• **Directive**
Name every place that appears in the passage below about Rajkhowa and ULFA.

• **Passage shown**
+++
For the whole of 3rd December, the Indian officials tried to pressurise Rajkhowa to get to start talks by dropping the sovereignity demand, Delhi asked Bangladesh to send him to Assam. But by cooking up the surrender story, they have upset Rajkhowa so much that even this rather moderate rebel leader will be unwilling to start talks. The big bosses in Delhi dont often realise that this was the right time when they should have offered talks to the entire leadership - and without pre conditions. Though I cannot be totally sure, I would imagine, having spoken to Paresh Barua twice in recent weeks, that if the talks were without pre-conditions, even he would be willing to start talks.
With much of ULFA funds frozen by Bangladesh - 3990 crore BD Taka in 42 accounts of Sonali Bank- Barua might have little options. The Chinese have not promised him heavens, just given him some hope If he is not interested, why should he be apologising for Dhemaji blasts ? After so many years. Finally Delhi and Dispur have realised what a chance they have missed. Something that was set up for them on a platter by Bangladesh. The feeling now in both capitals, State and Centre, is to wait and watch.
+++
[Items in a dataset]
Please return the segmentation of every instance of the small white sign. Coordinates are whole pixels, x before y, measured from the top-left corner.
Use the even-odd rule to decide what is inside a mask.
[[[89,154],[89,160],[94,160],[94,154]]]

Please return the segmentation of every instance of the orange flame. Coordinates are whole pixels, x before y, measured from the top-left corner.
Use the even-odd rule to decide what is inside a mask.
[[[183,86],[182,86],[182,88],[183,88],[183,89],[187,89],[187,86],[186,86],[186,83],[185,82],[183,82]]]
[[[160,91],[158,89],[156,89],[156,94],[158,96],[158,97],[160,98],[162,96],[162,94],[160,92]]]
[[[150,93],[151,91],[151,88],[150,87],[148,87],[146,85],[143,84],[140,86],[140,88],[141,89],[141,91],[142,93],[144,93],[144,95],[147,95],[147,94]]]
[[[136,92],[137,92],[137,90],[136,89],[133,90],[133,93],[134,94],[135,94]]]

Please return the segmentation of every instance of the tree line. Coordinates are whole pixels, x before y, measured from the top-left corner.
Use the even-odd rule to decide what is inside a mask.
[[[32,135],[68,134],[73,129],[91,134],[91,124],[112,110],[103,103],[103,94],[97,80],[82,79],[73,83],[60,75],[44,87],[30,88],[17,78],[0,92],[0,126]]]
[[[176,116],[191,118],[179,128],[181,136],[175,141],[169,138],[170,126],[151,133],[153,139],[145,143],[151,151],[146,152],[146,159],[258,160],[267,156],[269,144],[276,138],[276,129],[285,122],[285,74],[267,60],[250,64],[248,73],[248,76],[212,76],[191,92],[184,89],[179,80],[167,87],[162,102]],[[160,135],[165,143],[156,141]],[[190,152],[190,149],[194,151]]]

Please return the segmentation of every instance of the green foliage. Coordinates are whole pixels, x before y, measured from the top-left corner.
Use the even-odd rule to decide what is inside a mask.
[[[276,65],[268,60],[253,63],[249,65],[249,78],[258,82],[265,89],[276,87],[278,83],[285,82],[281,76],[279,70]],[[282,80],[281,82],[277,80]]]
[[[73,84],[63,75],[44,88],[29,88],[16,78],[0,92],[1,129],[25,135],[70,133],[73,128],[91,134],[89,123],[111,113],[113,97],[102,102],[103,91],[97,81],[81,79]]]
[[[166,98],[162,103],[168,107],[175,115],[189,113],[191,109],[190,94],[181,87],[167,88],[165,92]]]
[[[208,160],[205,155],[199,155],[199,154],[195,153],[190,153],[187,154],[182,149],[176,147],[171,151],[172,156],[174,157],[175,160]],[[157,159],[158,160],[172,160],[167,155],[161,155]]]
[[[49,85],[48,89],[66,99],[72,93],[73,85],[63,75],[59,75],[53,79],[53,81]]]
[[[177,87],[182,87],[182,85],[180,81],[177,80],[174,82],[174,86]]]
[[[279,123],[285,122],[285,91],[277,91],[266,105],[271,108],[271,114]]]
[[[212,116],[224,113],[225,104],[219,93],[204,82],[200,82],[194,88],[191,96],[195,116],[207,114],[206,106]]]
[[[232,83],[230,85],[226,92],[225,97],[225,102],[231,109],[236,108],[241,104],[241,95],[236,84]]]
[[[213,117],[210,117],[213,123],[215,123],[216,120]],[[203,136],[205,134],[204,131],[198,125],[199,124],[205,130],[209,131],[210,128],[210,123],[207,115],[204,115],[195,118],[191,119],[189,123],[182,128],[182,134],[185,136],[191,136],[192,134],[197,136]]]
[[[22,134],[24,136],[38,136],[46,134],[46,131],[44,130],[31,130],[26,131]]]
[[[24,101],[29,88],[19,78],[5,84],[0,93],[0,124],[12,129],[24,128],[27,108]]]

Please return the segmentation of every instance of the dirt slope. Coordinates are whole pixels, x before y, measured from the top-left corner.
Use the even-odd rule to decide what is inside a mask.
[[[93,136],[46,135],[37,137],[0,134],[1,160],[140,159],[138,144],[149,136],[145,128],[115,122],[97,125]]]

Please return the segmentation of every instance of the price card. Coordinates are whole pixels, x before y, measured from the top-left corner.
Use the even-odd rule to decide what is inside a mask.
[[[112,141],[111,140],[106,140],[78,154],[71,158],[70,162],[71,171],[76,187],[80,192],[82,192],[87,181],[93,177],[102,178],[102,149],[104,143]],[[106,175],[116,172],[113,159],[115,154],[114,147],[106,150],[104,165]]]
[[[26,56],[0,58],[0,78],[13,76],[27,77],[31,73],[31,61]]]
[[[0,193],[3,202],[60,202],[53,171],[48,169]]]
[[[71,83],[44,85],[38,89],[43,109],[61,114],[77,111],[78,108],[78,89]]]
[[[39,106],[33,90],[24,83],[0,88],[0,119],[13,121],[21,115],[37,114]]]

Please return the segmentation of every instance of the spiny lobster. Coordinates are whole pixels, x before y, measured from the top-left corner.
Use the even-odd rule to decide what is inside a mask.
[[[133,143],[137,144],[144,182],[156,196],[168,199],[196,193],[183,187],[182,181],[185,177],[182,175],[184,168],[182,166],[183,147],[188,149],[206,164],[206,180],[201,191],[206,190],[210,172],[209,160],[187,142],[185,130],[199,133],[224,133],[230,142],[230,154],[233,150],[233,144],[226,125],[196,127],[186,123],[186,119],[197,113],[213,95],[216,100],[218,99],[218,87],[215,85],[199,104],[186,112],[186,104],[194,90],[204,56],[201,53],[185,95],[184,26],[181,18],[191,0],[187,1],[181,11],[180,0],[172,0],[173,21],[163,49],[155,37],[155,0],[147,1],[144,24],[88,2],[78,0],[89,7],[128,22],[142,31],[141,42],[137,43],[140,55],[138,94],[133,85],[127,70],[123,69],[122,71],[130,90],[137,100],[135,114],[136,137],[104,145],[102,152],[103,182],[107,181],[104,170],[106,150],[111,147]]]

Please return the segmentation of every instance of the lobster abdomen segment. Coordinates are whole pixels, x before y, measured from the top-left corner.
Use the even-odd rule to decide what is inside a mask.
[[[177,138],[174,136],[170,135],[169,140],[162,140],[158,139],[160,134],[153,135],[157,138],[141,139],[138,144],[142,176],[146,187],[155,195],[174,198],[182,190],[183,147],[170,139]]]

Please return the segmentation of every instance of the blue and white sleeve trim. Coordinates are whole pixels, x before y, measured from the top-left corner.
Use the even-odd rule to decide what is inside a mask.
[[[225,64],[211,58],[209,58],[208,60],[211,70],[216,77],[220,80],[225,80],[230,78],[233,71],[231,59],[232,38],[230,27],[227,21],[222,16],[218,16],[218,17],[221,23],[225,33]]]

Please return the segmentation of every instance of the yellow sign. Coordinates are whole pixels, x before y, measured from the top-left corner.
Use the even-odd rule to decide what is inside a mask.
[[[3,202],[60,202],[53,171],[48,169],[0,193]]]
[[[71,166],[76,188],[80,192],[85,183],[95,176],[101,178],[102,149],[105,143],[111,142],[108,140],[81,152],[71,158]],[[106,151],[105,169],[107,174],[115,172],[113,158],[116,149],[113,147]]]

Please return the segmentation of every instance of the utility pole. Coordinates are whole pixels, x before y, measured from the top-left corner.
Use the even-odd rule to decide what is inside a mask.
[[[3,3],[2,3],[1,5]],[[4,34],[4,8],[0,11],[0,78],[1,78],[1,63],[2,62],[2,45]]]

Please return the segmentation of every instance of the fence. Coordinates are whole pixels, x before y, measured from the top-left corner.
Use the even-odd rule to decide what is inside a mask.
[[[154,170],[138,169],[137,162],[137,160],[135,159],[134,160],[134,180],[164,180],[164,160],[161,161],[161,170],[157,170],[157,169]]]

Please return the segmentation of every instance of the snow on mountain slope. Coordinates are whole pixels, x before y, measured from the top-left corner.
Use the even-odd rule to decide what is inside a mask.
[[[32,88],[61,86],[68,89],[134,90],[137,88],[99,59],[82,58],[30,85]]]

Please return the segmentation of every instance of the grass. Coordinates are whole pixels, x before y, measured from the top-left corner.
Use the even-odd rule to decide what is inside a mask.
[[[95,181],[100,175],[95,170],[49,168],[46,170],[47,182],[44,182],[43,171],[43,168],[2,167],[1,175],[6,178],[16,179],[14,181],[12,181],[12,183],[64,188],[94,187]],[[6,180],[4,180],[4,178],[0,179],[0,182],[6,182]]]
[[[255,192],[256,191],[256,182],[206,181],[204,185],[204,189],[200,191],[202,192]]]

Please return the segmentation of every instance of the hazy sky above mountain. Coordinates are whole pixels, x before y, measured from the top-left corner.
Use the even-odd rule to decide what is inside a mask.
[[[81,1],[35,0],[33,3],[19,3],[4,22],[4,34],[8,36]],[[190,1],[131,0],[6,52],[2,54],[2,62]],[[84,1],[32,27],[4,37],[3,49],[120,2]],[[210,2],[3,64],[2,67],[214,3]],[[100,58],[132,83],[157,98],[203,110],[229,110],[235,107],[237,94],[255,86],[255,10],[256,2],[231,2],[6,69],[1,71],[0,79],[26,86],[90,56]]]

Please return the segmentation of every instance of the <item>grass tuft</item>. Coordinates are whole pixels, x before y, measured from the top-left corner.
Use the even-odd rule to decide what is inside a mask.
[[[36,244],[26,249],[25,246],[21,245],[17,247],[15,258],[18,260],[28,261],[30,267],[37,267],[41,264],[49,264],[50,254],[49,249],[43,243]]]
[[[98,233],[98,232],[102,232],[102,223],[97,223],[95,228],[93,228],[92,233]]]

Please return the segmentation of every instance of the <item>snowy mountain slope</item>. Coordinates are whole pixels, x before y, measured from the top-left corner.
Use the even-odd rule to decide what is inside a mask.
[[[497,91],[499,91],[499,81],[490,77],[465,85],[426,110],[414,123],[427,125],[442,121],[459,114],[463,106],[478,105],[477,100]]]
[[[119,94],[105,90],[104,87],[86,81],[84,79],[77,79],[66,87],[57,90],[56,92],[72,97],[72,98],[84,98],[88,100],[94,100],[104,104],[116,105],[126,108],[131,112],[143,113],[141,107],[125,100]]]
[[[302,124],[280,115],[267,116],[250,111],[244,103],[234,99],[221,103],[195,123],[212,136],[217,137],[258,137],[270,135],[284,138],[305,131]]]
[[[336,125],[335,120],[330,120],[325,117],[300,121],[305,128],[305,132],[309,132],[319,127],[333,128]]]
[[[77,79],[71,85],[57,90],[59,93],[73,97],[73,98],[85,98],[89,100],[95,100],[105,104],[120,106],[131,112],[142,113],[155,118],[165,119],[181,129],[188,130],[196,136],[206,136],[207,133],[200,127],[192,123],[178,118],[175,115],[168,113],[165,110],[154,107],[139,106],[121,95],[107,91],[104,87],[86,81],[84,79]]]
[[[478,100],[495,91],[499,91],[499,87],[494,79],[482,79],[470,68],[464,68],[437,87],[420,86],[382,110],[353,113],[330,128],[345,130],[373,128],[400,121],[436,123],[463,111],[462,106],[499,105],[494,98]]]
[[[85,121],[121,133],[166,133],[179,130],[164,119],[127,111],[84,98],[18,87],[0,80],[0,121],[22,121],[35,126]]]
+++
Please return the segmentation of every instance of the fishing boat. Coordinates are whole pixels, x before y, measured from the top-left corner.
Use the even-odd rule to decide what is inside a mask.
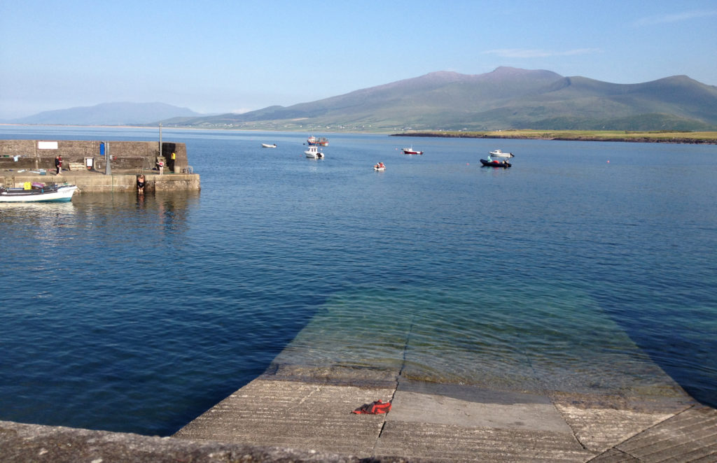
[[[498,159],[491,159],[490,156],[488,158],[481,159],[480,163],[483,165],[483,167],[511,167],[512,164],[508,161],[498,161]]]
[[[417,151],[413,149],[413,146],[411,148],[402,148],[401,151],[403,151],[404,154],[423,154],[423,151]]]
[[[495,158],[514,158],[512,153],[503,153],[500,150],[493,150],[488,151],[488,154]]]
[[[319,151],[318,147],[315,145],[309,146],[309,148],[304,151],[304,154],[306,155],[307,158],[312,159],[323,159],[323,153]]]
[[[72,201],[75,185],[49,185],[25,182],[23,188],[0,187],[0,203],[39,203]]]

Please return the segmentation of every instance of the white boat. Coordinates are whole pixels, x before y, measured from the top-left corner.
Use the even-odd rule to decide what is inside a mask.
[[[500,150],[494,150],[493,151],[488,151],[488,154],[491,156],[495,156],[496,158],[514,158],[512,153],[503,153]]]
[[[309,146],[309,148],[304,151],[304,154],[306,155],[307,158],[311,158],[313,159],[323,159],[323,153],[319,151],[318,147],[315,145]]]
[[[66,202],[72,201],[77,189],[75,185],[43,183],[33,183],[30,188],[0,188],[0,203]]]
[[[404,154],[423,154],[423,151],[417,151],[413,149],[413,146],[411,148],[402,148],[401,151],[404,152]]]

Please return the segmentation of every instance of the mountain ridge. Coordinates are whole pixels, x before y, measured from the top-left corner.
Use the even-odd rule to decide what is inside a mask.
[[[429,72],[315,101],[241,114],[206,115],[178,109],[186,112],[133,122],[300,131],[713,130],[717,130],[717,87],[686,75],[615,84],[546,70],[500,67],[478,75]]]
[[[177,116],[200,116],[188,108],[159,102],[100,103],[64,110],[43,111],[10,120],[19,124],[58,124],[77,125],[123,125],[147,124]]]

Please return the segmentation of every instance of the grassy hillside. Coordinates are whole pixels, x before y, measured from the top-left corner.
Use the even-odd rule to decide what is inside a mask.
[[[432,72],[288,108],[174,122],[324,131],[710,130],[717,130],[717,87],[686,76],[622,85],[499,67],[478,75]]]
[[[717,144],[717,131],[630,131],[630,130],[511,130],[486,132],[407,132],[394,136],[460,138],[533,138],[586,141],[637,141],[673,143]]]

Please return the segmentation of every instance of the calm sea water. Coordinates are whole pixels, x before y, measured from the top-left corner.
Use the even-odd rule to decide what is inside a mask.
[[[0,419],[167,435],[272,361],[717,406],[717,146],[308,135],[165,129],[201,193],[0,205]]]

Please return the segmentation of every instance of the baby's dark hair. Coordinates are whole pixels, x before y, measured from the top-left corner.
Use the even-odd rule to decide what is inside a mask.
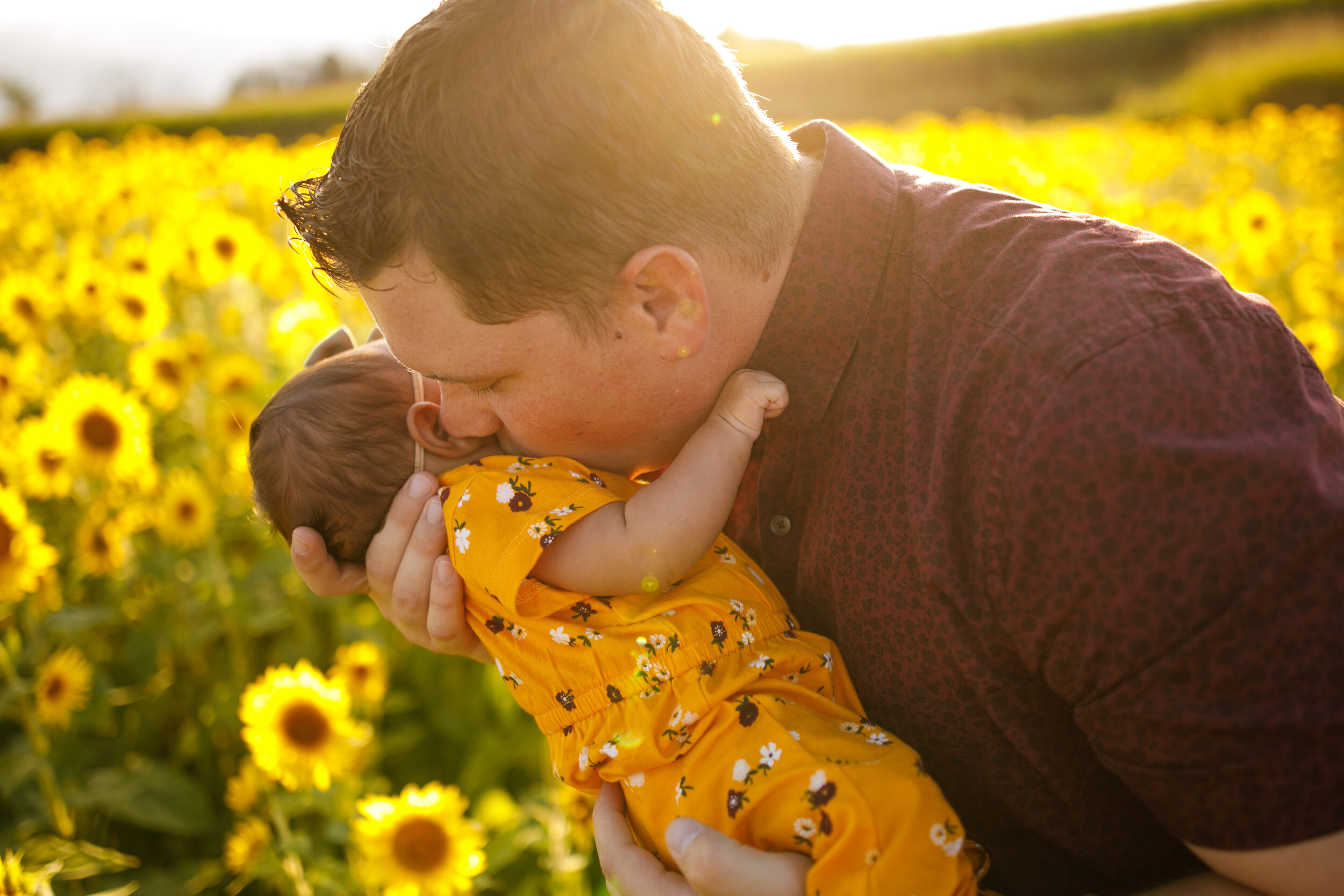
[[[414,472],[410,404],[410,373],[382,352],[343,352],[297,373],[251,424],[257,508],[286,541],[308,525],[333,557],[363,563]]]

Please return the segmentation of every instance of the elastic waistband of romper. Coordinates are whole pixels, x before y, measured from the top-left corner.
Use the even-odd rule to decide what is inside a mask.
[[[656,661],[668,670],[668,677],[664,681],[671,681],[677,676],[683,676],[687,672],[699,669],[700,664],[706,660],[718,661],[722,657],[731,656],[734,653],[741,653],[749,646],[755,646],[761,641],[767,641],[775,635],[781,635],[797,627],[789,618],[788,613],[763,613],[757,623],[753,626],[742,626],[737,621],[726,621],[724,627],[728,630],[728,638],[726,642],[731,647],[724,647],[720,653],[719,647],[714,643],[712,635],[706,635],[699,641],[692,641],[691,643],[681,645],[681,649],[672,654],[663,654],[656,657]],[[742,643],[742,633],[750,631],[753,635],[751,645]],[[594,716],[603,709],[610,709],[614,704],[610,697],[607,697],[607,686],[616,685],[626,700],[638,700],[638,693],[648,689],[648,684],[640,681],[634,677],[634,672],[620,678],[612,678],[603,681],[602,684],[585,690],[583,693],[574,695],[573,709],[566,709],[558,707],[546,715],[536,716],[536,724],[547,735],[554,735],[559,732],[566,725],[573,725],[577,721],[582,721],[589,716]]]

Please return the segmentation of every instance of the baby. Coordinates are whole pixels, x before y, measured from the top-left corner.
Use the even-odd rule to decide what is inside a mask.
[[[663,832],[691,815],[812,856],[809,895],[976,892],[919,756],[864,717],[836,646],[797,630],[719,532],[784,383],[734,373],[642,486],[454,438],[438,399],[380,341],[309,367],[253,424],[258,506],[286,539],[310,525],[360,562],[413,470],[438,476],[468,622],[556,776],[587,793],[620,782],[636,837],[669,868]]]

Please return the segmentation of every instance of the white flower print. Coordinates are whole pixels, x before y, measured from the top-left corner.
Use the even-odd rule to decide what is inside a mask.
+++
• **Response**
Delhi, Bangladesh, Assam, Dhemaji, Dispur